Items listed in a dataset:
■ ■ ■ ■ ■ ■ ■

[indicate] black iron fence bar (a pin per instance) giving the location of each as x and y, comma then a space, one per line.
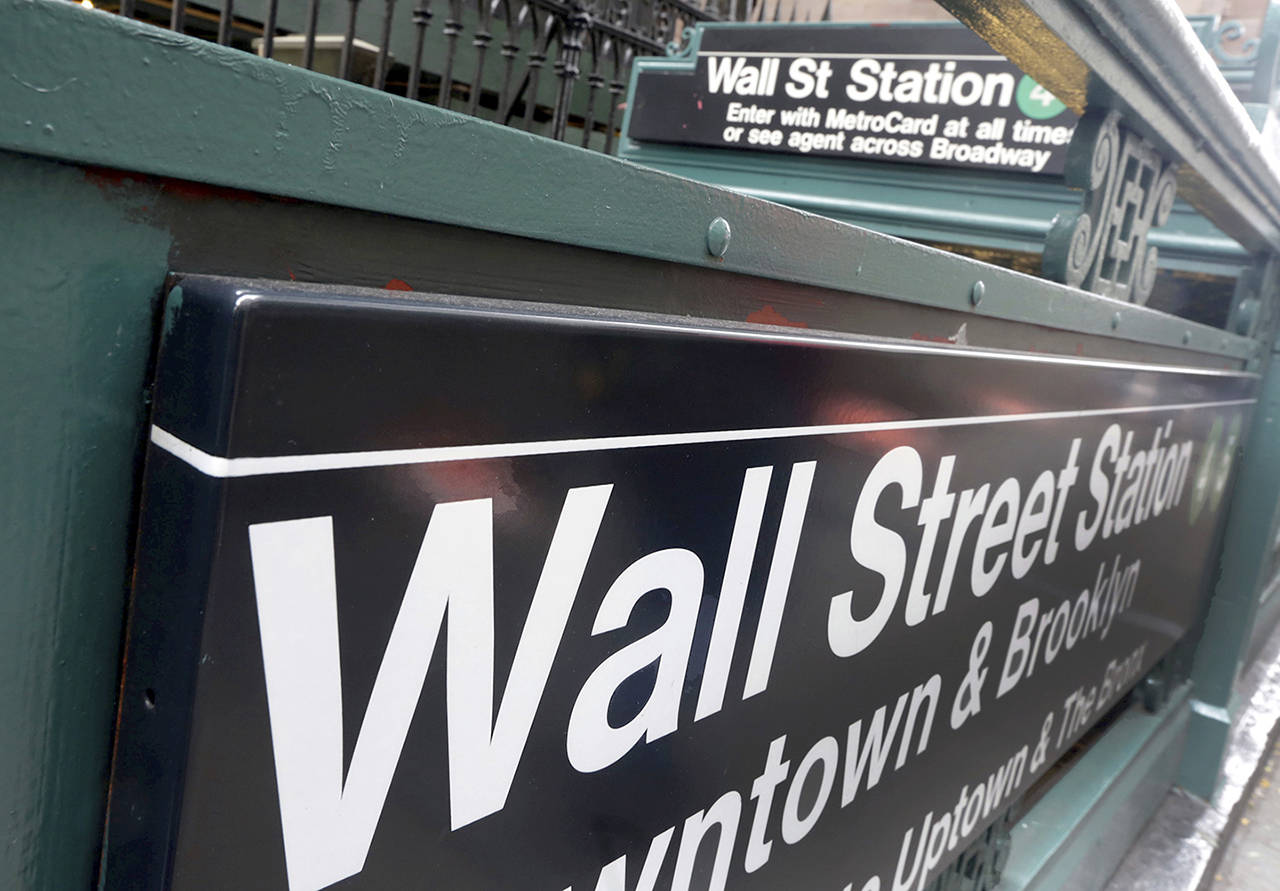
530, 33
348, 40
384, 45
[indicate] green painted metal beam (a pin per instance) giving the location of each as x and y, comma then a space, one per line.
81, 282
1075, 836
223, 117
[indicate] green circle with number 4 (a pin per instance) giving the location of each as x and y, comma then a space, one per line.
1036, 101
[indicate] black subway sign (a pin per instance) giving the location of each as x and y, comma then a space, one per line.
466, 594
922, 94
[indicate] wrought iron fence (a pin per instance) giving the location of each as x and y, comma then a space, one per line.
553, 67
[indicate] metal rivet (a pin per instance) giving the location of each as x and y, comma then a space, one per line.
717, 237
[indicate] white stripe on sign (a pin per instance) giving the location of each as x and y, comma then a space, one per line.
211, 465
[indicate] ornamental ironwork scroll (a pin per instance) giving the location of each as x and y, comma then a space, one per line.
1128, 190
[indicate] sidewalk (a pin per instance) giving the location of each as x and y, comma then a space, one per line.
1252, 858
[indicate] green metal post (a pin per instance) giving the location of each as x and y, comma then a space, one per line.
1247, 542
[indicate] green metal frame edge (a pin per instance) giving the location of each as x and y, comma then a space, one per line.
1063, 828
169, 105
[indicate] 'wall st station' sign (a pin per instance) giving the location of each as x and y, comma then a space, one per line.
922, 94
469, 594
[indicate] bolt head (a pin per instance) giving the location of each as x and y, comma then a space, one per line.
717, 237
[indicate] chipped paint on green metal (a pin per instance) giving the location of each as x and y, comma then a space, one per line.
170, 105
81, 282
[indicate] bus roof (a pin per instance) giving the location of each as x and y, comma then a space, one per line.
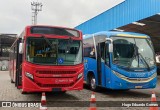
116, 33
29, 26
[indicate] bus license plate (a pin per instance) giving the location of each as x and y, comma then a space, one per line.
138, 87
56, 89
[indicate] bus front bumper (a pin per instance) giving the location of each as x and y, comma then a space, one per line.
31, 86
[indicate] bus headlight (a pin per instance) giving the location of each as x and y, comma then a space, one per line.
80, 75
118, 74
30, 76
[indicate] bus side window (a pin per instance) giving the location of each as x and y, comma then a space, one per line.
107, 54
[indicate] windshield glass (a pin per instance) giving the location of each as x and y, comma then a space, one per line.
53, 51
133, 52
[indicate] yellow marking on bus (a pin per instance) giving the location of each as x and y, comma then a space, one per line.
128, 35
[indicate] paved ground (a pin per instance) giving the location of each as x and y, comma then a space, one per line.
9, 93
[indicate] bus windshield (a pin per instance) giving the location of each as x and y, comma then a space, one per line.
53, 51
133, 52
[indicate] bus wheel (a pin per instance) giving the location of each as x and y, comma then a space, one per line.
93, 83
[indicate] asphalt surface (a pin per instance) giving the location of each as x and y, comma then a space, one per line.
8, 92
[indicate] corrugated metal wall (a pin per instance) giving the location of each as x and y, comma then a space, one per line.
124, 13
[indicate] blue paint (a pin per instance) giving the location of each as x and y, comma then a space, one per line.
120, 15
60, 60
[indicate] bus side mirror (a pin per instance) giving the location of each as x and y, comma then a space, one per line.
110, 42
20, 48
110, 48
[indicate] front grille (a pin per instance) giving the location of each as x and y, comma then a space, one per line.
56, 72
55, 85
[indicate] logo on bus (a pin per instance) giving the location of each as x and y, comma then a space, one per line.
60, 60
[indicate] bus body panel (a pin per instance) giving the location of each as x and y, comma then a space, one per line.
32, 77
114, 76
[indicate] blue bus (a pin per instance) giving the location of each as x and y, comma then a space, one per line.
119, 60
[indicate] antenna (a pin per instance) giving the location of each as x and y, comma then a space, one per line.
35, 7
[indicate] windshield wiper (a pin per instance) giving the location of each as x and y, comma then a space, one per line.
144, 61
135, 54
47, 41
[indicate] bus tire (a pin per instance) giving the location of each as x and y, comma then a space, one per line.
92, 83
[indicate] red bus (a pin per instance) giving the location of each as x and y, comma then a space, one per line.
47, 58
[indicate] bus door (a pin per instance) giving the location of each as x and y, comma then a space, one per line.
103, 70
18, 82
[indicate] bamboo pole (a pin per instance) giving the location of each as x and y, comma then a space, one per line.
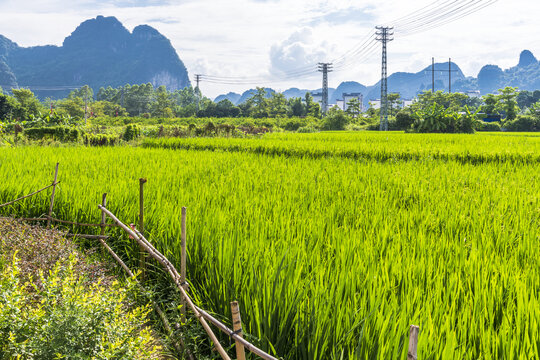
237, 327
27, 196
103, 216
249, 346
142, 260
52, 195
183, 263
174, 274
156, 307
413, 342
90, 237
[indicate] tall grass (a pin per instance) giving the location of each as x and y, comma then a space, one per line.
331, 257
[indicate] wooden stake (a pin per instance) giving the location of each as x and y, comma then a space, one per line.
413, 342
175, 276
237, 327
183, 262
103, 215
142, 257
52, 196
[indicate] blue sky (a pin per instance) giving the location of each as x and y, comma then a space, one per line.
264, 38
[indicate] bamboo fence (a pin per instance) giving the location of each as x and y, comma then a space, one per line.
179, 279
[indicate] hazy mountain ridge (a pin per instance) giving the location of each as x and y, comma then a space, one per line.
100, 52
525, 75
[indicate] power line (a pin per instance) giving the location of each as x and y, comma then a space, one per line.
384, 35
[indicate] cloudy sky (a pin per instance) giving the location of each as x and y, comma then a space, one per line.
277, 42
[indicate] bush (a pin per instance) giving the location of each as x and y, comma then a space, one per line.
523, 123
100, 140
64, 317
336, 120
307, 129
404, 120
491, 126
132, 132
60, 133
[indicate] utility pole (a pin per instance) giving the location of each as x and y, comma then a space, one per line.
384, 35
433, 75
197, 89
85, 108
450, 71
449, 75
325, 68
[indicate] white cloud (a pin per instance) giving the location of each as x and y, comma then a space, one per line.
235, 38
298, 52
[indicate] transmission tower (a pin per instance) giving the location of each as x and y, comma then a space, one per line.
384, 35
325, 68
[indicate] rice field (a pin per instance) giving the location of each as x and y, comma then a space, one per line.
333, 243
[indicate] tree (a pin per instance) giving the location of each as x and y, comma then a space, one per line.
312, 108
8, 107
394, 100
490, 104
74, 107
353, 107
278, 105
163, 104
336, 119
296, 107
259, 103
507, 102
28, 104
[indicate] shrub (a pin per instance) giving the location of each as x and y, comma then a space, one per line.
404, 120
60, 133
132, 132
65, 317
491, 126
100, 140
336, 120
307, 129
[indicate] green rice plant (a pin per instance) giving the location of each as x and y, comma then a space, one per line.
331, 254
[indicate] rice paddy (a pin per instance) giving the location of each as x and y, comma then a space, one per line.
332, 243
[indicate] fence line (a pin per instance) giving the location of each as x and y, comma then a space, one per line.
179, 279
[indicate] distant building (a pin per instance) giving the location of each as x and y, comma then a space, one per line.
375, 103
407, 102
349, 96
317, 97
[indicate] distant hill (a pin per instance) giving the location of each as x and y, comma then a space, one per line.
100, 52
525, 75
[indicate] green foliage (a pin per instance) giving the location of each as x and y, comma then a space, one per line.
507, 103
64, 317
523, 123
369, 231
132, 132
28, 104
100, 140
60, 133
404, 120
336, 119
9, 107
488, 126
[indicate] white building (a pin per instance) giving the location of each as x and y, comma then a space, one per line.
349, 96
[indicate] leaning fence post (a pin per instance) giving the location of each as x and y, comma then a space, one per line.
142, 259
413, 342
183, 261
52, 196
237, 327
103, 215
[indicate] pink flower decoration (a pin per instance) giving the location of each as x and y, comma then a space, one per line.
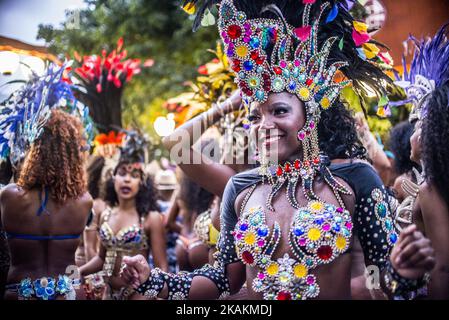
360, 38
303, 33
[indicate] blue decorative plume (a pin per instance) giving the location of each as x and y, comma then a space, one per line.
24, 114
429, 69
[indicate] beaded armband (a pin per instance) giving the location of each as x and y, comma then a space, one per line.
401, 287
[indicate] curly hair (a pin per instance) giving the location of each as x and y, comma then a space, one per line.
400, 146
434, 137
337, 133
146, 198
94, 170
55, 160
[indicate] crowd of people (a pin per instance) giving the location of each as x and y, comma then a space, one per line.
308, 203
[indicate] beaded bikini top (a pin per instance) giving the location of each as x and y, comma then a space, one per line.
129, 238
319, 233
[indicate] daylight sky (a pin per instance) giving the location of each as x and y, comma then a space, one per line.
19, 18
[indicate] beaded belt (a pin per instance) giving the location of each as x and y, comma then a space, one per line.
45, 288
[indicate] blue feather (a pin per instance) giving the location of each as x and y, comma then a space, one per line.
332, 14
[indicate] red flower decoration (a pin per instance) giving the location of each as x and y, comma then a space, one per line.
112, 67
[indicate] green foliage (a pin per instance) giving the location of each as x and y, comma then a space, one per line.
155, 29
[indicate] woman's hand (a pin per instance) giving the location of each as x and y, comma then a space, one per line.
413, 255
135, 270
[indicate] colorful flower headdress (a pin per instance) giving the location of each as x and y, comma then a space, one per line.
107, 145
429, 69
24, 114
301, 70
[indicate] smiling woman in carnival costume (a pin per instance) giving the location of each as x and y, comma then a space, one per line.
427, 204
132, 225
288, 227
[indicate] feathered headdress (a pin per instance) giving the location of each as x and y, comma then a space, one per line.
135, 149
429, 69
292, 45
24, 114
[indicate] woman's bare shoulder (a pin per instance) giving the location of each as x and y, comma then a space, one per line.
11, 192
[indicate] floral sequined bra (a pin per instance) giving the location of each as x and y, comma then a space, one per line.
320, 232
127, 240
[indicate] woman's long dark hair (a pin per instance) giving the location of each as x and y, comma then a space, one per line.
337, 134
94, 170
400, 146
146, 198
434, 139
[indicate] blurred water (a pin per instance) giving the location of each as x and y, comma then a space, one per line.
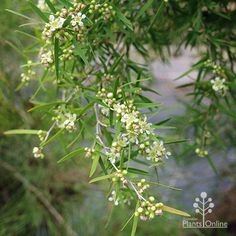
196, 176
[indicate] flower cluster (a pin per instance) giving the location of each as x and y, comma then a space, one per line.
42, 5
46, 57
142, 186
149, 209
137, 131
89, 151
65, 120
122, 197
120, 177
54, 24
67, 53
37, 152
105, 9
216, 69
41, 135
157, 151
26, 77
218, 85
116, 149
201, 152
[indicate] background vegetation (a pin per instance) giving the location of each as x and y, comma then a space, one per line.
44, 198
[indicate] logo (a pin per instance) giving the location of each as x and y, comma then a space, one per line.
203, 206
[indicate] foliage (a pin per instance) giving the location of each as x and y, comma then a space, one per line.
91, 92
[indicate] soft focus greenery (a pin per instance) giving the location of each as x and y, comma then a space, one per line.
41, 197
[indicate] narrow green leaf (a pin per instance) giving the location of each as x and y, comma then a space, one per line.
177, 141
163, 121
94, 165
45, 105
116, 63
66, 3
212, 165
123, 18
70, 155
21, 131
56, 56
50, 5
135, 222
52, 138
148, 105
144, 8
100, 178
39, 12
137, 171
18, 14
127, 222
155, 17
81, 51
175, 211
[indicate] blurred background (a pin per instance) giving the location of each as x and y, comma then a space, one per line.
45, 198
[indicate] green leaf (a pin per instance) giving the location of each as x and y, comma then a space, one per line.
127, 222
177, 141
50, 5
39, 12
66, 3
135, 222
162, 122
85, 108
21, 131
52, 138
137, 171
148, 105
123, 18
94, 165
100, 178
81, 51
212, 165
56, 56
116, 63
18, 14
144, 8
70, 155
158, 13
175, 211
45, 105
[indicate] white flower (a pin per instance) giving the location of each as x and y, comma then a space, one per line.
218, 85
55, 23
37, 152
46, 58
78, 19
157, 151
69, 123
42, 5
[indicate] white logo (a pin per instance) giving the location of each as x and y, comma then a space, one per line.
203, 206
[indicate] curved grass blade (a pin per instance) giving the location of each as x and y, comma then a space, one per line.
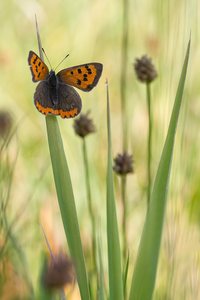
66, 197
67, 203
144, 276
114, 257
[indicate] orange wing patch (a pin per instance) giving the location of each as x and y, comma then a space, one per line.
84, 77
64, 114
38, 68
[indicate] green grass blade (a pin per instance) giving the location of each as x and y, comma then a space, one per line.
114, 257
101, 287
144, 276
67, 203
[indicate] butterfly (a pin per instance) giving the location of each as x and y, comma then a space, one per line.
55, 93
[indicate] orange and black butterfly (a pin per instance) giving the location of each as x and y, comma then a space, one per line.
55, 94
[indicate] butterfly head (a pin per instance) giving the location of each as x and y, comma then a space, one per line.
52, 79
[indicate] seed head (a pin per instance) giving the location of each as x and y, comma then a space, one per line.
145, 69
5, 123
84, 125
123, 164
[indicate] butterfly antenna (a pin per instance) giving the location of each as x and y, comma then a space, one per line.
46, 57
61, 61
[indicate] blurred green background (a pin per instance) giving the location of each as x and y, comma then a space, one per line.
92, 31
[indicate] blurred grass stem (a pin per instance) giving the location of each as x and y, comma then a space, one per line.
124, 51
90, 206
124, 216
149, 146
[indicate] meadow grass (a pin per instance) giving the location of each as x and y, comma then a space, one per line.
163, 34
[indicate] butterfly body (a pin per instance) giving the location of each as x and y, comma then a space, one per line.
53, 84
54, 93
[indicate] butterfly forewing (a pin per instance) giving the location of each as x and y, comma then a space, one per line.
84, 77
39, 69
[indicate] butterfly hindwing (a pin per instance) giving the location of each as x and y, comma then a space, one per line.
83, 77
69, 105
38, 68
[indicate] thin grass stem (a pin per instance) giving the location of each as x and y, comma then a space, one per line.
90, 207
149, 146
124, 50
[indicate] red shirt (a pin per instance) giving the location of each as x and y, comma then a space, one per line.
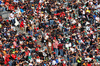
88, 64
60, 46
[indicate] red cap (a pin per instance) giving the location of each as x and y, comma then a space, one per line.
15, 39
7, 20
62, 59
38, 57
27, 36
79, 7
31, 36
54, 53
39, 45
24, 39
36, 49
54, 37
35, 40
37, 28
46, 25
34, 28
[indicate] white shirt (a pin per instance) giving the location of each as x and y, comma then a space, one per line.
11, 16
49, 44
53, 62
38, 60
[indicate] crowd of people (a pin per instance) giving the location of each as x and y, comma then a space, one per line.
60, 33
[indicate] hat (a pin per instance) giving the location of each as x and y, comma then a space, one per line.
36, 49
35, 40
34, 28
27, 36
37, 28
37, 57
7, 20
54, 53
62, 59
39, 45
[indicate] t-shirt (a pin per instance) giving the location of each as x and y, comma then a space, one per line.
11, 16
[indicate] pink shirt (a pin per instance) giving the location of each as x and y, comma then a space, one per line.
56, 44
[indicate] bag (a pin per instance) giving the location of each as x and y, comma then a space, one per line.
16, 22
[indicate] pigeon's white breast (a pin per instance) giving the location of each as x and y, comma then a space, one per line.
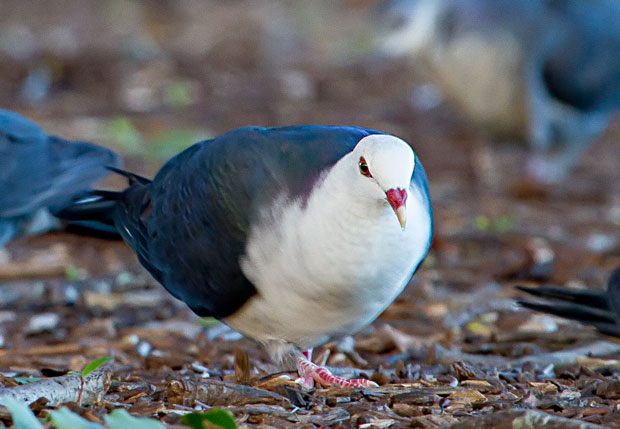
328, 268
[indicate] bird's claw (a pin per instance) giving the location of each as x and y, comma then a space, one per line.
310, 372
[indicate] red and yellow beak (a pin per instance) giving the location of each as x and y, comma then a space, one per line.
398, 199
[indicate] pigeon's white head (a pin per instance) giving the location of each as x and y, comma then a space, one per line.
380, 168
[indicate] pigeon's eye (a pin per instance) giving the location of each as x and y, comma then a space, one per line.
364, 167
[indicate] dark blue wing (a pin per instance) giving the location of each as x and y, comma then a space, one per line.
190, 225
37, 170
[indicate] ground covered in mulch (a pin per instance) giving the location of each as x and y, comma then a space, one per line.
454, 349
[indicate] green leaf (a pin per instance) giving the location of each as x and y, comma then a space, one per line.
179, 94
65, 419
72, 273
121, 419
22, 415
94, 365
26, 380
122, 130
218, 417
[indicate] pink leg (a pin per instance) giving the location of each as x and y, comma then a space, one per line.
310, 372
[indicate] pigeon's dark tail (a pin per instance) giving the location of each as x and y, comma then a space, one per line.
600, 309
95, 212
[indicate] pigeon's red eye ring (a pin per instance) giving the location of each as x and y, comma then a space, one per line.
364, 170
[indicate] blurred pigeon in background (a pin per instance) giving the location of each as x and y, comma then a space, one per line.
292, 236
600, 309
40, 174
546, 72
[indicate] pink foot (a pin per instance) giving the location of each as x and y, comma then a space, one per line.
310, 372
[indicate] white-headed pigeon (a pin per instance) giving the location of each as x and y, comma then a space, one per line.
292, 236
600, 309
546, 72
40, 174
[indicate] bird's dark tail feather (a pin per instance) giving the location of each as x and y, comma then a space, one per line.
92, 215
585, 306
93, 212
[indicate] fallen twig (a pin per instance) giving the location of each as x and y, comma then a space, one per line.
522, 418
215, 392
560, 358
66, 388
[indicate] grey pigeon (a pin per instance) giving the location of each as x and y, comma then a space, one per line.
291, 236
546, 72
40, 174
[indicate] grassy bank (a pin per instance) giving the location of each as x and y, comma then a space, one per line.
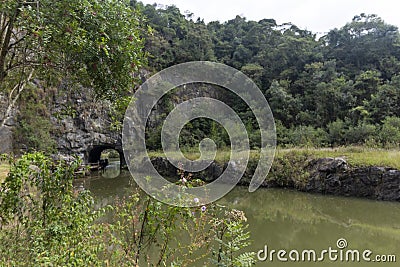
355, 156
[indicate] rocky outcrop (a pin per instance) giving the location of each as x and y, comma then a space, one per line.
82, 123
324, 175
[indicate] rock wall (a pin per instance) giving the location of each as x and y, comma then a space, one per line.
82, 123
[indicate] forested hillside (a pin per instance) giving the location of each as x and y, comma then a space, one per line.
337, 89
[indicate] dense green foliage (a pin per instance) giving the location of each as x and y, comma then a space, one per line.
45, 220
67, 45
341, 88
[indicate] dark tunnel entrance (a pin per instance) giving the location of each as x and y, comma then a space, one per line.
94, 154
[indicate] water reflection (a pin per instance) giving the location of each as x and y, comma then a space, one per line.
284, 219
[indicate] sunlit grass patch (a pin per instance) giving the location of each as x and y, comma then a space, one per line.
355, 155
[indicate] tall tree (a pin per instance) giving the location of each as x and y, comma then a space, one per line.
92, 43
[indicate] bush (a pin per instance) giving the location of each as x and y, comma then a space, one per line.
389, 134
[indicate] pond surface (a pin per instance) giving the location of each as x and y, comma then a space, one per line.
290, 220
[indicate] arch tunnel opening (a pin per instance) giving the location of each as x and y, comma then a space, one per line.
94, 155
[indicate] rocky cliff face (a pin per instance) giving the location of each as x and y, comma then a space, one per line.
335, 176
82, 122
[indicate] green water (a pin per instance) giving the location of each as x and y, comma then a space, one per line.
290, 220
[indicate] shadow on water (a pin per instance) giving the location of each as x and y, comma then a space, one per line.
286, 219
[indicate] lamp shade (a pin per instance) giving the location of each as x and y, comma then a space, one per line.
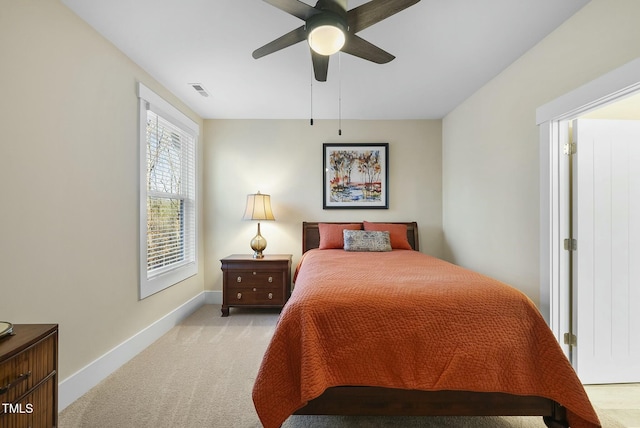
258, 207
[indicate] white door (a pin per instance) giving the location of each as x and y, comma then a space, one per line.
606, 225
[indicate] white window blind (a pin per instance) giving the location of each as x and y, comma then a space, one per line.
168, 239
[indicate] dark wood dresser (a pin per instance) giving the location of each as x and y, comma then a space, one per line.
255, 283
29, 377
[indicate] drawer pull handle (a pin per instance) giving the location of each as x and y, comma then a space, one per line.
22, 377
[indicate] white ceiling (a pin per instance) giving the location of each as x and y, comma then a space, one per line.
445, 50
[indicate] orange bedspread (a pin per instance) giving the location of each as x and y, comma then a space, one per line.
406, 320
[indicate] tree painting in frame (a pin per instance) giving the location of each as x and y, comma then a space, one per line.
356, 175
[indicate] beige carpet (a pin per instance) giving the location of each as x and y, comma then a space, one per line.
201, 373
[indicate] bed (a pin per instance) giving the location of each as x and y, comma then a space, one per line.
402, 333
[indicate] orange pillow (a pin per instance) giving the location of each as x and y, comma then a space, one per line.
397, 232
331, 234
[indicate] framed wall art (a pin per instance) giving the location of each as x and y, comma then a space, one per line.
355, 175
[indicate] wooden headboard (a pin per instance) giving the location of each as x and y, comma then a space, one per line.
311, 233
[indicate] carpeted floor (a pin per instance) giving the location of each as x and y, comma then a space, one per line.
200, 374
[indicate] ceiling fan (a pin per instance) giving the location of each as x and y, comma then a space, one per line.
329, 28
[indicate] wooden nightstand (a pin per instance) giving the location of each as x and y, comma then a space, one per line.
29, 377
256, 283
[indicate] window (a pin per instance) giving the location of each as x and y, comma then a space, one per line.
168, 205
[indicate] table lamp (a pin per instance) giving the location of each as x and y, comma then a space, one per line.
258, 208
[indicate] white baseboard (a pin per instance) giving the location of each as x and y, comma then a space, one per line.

■ ■ ■ ■ ■ ■ ■

■ **Goal**: Edit the items from the line containing "[indicate] carpeted floor" through the end of the items, replacing "ceiling fan" with "ceiling light" and leaving everything else unchanged. Return only those lines.

■ **Solution to this problem**:
[indicate] carpeted floor (a pin per instance) giving the location of each as x and y, comma then a space, one per line.
200, 374
[indicate] ceiling light (a pin per instance) giving the location of each as x and y, comma then a space, one per line.
329, 28
[indicate] wooden nightstand (a pin per instance) giving the location of each as x and y, comma then a space, one per line.
29, 377
256, 283
[indicate] window (a pin per instance) giving the location of each as x and y, comma then a space, one per line.
168, 205
[indicate] table lamp (a pin per instance) giving the location of each as x and y, comma then a space, one per line.
258, 208
[indicate] white baseboard (a pin per instance) giving the location of each as x and y, comma then a space, one per line.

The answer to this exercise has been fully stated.